**PASAJE SELECCIONADO**
┄┄┄┄┄┄┄┄┄┄┄┄┄┄┄┄┄┄┄┄

Semejante diferencia entre estos dos pueblos ilustrados me asombra. Si vuelvo, en fin, la vista hacia Inglaterra, y observo lo que pasa en su seno de cuarenta años a esta parte, creo poder afirmar que el gusto por las ideas generales se desenvuelve a medida que la antigua constitución del país pierde su rigor.

El estado más o menos avanzado de cultura no basta por sí solo para explicar qué es lo que sugiere al espíritu humano el amor a las ideas generales y lo que derive de ellas. Cuando las condiciones son muy desiguales, y las desigualdades son permanentes, los individuos se hacen poco a poco tan diferentes, que se diría que hay tantas humanidades distintas como clases; nunca se descubre a la vez sino una sola, y perdiendo de vista el lazo general que las une a todas en el vasto seno del género humano, no se alcanza a ver más que a ciertos hombres, y no al hombre.

Aquellos que viven en estas sociedades aristocráticas jamás conciben ideas muy generales relativas a sí mismos, y esto basta para darles una desconfianza habitual y una repugnancia instintiva hacia ellas.

El hombre que habita en países democráticos no encuentra cerca de él más que seres poco más o menos semejantes; no puede ocuparse de una parte cualquiera de la especie humana sin que su pensamiento se extienda hasta abrazar el conjunto. Todas las verdades son aplicables igualmente y del propio modo a cada uno de sus conciudadanos y semejantes. Habiendo contraído el hábito de las ideas generales en el estudio que más le ocupa e interesa, lo sigue en todos los demás, y así es como la necesidad de descubrir reglas comunes en todas las cosas, de encerrar un gran número de objetos bajo una misma forma y de explicar un conjunto de hechos mediante una sola causa, llega a ser una pasión ardiente y frecuentemente ciega del género humano.

Nada muestra mejor la verdad de lo que precede que las opiniones de la Antigüedad con respecto a los esclavos. Los ingenios más profundos y vastos de Roma y de Grecia no pudieron llegar jamás a la idea, tan general y al mismo tiempo tan sencilla, de la semejanza de los hombres y del derecho igual que al nacer tiene cada uno a la libertad; y aun se esforzaron en probar que la esclavitud estaba en la naturaleza y que existiría siempre. Diré más: que todo indica que aun los antiguos que de las clases de esclavos pasaron a ser libres, muchos de los cuales nos han dejado excelentes escritos, consideraban la esclavitud desde este mismo punto de vista.

Todos los grandes escritores de la Antigüedad formaban parte de la aristocracia de los maestros o, al menos, la veían establecida sin hacer reparo alguno. Su espíritu, después de extenderse por muchos lados, se encontrÓ limitado en éste, y fue preciso que Jesucristo viniese al mundo para hacer comprender que todos los miembros de la especie humana eran naturalmente iguales y semejantes.

┄┄┄┄┄┄┄┄┄┄┄┄┄┄┄┄┄┄┄┄

[Registros de origen]
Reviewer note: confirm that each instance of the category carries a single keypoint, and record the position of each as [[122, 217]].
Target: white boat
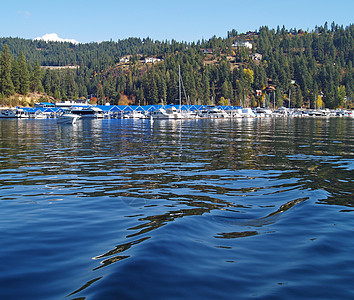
[[86, 111], [67, 117], [160, 114], [13, 113], [247, 113], [8, 113], [134, 115], [174, 113]]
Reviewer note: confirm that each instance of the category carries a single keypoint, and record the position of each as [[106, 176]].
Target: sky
[[182, 20]]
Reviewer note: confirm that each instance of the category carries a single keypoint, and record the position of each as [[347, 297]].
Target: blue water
[[192, 209]]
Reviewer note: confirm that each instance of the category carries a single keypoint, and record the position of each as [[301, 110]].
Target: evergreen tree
[[23, 75], [15, 75], [35, 79], [6, 85]]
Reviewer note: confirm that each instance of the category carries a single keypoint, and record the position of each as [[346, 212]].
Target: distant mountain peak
[[53, 37]]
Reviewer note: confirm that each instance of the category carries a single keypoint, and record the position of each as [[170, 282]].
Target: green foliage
[[319, 62], [6, 85]]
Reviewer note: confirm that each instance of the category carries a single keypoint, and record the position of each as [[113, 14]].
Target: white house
[[256, 56], [152, 60], [124, 60], [242, 44]]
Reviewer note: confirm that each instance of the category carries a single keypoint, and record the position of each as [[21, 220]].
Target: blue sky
[[182, 20]]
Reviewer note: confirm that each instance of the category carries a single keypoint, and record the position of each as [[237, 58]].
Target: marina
[[194, 209], [166, 112]]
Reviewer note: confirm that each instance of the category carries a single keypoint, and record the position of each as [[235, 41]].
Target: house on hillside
[[207, 51], [124, 60], [152, 60], [246, 44], [256, 56]]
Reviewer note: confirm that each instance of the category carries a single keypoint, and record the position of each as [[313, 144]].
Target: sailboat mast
[[179, 86]]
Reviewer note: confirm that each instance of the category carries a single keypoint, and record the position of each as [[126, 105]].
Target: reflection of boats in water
[[13, 113], [85, 112], [134, 115], [67, 117]]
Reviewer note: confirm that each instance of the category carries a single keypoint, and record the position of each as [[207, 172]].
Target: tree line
[[297, 68]]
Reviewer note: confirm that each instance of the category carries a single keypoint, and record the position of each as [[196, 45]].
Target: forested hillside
[[313, 68]]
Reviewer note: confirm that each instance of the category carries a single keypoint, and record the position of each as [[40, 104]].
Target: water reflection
[[133, 180]]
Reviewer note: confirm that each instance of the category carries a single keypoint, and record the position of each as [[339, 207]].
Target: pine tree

┄┄┄┄┄┄┄┄┄┄┄┄┄┄┄┄┄┄┄┄

**PROBLEMAS**
1. ¿Puedes transcribir el pasaje sobre las ideas generales comenzando por "El hombre que" y siguiendo hasta "del género humano."?
2. Filtra los registros: ¿qué líneas contienen la cadena "tree"? Cópialas todas sin cambios.
El texto y los registros provienen de fuentes distintas.

**RESPUESTAS POR TAREA**
1.
El hombre que habita en países democráticos no encuentra cerca de él más que seres poco más o menos semejantes; no puede ocuparse de una parte cualquiera de la especie humana sin que su pensamiento se extienda hasta abrazar el conjunto. Todas las verdades son aplicables igualmente y del propio modo a cada uno de sus conciudadanos y semejantes. Habiendo contraído el hábito de las ideas generales en el estudio que más le ocupa e interesa, lo sigue en todos los demás, y así es como la necesidad de descubrir reglas comunes en todas las cosas, de encerrar un gran número de objetos bajo una misma forma y de explicar un conjunto de hechos mediante una sola causa, llega a ser una pasión ardiente y frecuentemente ciega del género humano.

2.
Target: evergreen tree
Target: tree line
Target: pine tree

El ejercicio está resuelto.